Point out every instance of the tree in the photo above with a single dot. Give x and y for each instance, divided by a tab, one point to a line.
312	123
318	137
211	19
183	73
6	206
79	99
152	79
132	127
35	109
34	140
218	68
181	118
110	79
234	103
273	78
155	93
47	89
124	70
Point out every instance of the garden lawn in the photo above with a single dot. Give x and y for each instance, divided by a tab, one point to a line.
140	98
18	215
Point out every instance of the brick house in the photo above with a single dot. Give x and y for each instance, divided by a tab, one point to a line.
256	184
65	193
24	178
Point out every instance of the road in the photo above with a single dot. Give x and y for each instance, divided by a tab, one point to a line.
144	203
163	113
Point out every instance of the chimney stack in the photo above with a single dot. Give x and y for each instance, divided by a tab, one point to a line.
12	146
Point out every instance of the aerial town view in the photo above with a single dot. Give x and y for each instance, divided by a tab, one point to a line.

##############################

Repeat all of the entries above, swapping "brick house" for "stone cottage" and leaving every other word as it is.

Point out every instance of the tree in the photo above with a single dot. Give x and y for each instance, divided by a tab, one point to a line.
312	123
318	137
211	19
183	73
6	206
79	99
152	79
132	127
35	109
34	140
218	68
181	118
110	79
234	103
273	78
155	93
47	89
124	70
Point out every instance of the garden lawn in the photo above with a single dot. Give x and y for each instance, divided by a tab, one point to a line.
140	98
18	215
Point out every instance of the stone cottage in the photo above with a single dot. Give x and y for each instance, divided by a tab, one point to a line.
256	184
65	193
24	178
Point out every instance of the road in the photo above with a single dot. Give x and y for each instance, divided by a tab, one point to a line.
144	203
163	113
Point out every instance of the chimney stack in the photo above with a single dot. Give x and y for each instance, divided by a tab, one point to a line.
12	146
Point out every instance of the aerial town view in the photo above with a single dot. Give x and y for each instance, divided by a tab, one point to a line.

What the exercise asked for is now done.